::: TASK INPUTS :::
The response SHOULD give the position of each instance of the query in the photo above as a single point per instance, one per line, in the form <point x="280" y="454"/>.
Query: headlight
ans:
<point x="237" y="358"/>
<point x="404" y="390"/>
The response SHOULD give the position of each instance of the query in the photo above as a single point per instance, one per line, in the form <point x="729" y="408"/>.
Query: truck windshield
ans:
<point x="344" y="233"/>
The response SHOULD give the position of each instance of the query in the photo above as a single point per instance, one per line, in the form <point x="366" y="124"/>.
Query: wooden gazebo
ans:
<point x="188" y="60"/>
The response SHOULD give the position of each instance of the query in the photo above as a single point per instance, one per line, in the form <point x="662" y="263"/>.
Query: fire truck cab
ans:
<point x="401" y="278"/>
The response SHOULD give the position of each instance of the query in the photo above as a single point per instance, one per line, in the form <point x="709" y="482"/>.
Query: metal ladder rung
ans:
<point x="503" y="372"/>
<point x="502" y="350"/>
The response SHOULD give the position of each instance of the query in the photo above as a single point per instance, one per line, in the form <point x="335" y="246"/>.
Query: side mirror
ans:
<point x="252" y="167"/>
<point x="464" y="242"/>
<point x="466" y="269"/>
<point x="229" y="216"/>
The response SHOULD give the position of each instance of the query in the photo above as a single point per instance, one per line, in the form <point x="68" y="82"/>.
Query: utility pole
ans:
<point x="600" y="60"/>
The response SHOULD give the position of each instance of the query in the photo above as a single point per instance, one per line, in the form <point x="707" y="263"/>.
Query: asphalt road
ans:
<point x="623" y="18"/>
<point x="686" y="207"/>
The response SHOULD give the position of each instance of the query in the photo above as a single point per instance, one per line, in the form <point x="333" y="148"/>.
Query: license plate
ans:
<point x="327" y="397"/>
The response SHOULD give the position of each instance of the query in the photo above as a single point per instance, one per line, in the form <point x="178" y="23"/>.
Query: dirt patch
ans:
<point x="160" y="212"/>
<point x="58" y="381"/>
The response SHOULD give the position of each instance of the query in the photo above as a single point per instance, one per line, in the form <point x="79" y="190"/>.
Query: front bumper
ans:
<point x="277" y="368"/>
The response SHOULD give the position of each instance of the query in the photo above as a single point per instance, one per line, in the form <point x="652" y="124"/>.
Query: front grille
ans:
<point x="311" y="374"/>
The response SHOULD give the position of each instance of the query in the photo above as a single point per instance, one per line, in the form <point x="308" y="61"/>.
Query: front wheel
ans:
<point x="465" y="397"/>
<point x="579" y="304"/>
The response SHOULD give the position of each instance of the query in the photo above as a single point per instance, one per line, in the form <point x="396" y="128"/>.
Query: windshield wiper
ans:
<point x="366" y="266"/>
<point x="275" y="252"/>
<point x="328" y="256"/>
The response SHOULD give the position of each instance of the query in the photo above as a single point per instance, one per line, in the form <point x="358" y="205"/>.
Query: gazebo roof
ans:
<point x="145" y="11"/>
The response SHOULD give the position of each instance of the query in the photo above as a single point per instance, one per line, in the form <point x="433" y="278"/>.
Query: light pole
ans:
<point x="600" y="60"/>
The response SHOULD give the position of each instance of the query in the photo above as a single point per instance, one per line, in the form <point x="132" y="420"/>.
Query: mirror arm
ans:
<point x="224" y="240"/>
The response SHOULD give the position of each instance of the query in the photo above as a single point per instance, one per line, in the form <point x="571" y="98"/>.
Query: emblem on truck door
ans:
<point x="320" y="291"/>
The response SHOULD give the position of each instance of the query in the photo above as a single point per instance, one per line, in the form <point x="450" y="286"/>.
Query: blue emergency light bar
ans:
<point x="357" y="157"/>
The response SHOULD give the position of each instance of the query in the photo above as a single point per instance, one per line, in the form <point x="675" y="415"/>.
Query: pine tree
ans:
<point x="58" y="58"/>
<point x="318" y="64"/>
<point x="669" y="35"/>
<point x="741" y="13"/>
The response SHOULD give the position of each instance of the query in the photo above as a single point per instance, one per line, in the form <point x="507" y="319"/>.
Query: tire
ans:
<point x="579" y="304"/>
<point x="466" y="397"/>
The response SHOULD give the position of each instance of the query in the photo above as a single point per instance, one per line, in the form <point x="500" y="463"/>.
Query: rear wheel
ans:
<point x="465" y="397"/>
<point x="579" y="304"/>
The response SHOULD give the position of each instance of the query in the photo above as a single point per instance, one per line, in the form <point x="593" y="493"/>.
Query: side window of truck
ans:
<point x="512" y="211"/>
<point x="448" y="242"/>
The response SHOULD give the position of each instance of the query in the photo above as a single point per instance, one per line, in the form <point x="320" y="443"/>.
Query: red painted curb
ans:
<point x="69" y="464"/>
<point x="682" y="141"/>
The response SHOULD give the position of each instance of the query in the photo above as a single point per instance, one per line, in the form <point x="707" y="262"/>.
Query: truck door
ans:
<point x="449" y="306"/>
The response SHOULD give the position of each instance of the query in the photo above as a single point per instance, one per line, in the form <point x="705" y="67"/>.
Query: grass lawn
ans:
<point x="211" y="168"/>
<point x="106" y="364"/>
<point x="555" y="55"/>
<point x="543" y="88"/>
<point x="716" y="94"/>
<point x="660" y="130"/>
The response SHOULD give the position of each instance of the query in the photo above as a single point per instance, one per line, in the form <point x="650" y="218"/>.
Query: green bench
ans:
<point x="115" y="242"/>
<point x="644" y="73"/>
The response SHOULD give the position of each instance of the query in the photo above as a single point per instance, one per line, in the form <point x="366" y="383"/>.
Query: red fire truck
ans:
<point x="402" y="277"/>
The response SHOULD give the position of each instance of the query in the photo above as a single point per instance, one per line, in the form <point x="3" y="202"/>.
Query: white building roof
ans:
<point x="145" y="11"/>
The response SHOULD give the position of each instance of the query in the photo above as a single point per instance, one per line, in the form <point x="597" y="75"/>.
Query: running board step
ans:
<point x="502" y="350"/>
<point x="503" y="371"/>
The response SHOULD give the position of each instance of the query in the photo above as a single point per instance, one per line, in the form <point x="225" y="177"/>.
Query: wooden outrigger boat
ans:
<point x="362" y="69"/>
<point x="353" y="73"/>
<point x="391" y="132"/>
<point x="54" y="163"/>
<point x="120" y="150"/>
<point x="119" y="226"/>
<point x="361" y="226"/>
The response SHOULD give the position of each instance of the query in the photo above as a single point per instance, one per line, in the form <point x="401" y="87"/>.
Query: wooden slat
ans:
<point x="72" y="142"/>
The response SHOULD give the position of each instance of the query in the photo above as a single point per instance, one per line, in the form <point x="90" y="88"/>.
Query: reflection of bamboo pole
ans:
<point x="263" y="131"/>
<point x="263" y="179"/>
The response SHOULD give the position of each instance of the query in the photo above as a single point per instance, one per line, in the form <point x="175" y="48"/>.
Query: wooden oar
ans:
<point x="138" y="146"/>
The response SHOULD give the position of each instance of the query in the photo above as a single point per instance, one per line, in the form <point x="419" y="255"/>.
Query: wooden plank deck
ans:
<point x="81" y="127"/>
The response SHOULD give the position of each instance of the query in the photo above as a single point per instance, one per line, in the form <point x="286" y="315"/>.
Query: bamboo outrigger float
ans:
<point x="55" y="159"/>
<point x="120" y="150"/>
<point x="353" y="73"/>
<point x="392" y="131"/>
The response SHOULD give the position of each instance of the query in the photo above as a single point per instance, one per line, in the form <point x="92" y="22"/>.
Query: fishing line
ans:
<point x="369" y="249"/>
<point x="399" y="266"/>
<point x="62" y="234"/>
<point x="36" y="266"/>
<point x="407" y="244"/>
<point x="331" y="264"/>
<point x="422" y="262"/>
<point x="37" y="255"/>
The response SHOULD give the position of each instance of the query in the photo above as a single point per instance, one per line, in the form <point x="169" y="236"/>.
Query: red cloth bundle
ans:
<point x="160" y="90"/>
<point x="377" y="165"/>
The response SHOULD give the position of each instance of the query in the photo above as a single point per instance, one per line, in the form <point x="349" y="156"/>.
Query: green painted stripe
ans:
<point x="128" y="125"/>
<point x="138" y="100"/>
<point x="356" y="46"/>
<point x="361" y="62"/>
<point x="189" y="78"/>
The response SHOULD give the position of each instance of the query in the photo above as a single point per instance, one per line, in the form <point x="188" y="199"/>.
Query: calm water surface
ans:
:::
▸ DIRECTIONS: Some lines of the records above may hold the word "gazebo". Report how many, and nothing else.

▸ FINISHED TASK: 2